Rows drawn from a segmentation dataset:

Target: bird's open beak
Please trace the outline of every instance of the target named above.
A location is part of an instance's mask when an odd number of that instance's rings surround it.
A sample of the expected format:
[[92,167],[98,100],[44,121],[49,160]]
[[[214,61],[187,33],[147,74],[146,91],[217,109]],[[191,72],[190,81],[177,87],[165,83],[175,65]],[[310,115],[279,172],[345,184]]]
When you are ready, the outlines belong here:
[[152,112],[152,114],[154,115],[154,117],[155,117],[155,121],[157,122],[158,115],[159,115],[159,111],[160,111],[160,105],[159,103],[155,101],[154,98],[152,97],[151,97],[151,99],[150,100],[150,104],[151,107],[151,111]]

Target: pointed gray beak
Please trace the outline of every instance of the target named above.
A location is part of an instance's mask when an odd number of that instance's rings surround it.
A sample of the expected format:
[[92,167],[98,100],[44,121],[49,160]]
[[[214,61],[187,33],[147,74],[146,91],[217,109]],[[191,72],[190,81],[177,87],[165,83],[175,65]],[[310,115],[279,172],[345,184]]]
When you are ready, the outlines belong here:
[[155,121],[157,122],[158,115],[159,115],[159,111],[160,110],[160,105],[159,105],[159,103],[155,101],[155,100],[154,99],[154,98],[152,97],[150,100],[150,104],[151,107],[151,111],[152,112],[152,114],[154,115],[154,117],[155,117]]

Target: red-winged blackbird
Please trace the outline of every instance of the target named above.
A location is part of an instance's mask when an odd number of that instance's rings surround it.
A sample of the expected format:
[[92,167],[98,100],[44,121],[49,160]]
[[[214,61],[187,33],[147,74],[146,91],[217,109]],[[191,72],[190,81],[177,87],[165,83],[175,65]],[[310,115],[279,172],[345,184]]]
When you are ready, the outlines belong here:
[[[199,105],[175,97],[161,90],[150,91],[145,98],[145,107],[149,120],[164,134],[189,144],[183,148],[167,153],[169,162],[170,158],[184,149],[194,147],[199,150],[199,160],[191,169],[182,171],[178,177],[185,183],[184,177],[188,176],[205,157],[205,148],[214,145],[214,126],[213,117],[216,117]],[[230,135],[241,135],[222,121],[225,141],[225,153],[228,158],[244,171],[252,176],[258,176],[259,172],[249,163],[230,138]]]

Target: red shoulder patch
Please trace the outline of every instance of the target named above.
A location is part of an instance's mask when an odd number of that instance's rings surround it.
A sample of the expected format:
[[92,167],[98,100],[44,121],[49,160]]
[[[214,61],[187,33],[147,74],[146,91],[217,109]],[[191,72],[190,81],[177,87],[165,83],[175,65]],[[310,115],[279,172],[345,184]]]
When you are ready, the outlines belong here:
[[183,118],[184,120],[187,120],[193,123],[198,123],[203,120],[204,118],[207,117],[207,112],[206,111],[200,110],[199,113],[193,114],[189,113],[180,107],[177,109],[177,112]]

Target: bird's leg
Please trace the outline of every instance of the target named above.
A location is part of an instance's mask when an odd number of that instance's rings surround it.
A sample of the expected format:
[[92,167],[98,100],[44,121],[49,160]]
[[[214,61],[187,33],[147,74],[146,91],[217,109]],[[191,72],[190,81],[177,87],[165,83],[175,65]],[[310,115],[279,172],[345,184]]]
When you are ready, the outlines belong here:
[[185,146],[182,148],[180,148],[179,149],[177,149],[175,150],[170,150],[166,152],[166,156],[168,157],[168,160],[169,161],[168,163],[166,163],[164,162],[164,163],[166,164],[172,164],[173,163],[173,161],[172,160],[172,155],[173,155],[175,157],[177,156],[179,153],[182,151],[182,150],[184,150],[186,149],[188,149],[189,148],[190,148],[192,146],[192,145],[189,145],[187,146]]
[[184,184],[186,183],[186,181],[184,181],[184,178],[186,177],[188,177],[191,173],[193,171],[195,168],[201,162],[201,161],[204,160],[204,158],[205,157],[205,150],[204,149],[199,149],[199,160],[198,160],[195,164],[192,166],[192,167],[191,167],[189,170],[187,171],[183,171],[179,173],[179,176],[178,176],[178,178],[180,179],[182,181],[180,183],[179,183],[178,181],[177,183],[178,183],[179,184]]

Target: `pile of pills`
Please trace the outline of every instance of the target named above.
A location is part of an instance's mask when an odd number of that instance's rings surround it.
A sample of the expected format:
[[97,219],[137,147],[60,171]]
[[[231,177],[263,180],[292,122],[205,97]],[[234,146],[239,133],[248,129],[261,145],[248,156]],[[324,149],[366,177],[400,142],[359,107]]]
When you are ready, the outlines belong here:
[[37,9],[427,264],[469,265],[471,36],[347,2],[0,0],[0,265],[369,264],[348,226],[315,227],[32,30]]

* **OBJECTIVE**
Lay out every line of the material above as a Markdown table with the columns Row and Line. Number the rows in order and leave out the blank lines.

* **SOLUTION TO THIS PROBLEM**
| Row | Line |
|---|---|
| 1 | Target: bird's open beak |
| 2 | Please trace the outline of every instance of the target named above. |
| 3 | A location is part of an instance's mask when an odd number of that instance's rings surround it. |
| 4 | A sample of the expected format: |
| 5 | [[92,167],[98,100],[44,121],[49,160]] |
| 6 | [[[214,61],[187,33],[147,74],[146,91],[217,109]],[[191,72],[190,81],[177,87],[165,83],[175,65]],[[310,115],[279,172],[345,184]]] |
| 7 | When you are ready, the outlines belong here: |
| 8 | [[152,112],[152,114],[154,115],[154,117],[155,117],[155,121],[157,122],[158,115],[159,115],[159,111],[160,111],[160,105],[159,103],[155,101],[154,98],[152,97],[151,97],[151,99],[150,100],[150,104],[151,107],[151,111]] |
| 9 | Target: pointed gray beak |
| 10 | Please trace the outline of every instance of the target named above. |
| 11 | A location is part of an instance's mask when an odd number of that instance's rings surround it. |
| 12 | A sample of the expected format: |
| 13 | [[92,167],[98,100],[44,121],[49,160]] |
| 14 | [[[214,61],[187,33],[147,74],[146,91],[217,109]],[[191,72],[190,81],[177,87],[165,83],[175,65]],[[310,115],[279,172],[345,184]]] |
| 15 | When you are ready, the outlines belong here: |
| 16 | [[155,121],[157,122],[158,115],[159,115],[159,111],[160,110],[160,105],[159,105],[159,103],[155,101],[155,100],[154,99],[154,98],[152,97],[150,100],[150,104],[151,107],[151,111],[152,112],[152,114],[154,115],[154,117],[155,117]] |
| 17 | Target: red-winged blackbird |
| 18 | Please trace the outline of every instance of the target named above. |
| 19 | A location is part of an instance's mask when an odd number of that instance's rings surround it. |
| 20 | A sample of the expected format: |
| 21 | [[92,167],[98,100],[44,121],[49,160]] |
| 22 | [[[214,61],[187,33],[147,74],[146,91],[217,109]],[[191,72],[190,81],[177,87],[165,83],[175,65]],[[310,115],[279,172],[345,184]]] |
| 23 | When you are ready, the outlines belong here: |
| 24 | [[[199,105],[175,97],[161,90],[150,91],[145,98],[145,107],[149,120],[164,134],[189,144],[183,148],[167,153],[169,162],[170,158],[184,149],[194,147],[199,150],[199,160],[191,169],[182,171],[178,177],[185,183],[184,177],[188,176],[205,157],[205,148],[214,145],[214,126],[213,117],[216,117]],[[230,135],[241,135],[222,121],[225,141],[225,153],[228,158],[244,171],[252,176],[258,176],[259,172],[249,163],[230,138]]] |
| 25 | Target: red shoulder patch |
| 26 | Please trace the outline of every instance of the target named above. |
| 27 | A location is part of an instance's mask when an odd number of that instance's rings surround it. |
| 28 | A sample of the expected format: |
| 29 | [[92,167],[98,100],[44,121],[49,160]] |
| 30 | [[[214,61],[187,33],[147,74],[146,91],[217,109]],[[191,72],[190,81],[177,87],[165,83],[175,65]],[[310,115],[279,172],[345,184]]] |
| 31 | When you are ready, the outlines belong here: |
| 32 | [[183,118],[184,120],[187,120],[193,123],[198,123],[203,120],[204,118],[207,117],[207,112],[206,111],[200,110],[199,113],[193,114],[189,113],[180,107],[177,109],[177,112]] |
| 33 | Target: bird's leg |
| 34 | Please trace the outline of every instance of the target named above. |
| 35 | A location is part of an instance's mask when an odd number of that instance's rings surround it. |
| 36 | A sample of the expected format: |
| 37 | [[92,167],[98,100],[44,121],[49,160]] |
| 38 | [[[214,61],[187,33],[147,74],[146,91],[217,109]],[[191,72],[190,81],[177,87],[165,83],[175,65]],[[310,115],[279,172],[345,184]]] |
| 39 | When you are ready, the outlines belong here: |
| 40 | [[185,146],[182,148],[180,148],[179,149],[177,149],[175,150],[170,150],[166,152],[166,156],[168,157],[168,160],[169,161],[168,163],[166,163],[164,162],[164,163],[166,164],[172,164],[173,163],[173,161],[172,160],[172,155],[173,155],[175,157],[177,156],[179,153],[182,151],[182,150],[184,150],[186,149],[188,149],[189,148],[190,148],[192,146],[192,145],[189,145],[187,146]] |
| 41 | [[184,184],[186,183],[186,181],[184,181],[184,178],[186,177],[188,177],[191,173],[193,171],[195,168],[201,162],[201,161],[204,160],[204,158],[205,157],[205,150],[204,149],[199,149],[199,160],[198,160],[195,164],[192,166],[192,167],[191,167],[189,170],[187,171],[183,171],[179,173],[179,176],[178,176],[178,178],[180,179],[182,181],[180,183],[179,183],[178,181],[177,183],[178,183],[179,184]] |
| 42 | Target: `pile of pills` |
| 43 | Please trace the outline of every instance of the target named above. |
| 44 | A location is part of an instance's mask when an odd number of that instance's rings surround it. |
| 45 | A sample of the expected format: |
| 46 | [[97,219],[137,147],[60,171]] |
| 47 | [[[231,177],[263,180],[292,122],[205,97]],[[234,146],[239,133],[248,129],[261,145],[248,156]],[[324,149],[366,177],[400,142],[359,107]]] |
| 48 | When you are ready, the outlines belong here: |
| 49 | [[37,9],[427,264],[469,265],[471,36],[347,2],[0,0],[0,265],[369,264],[348,226],[315,227],[32,30]] |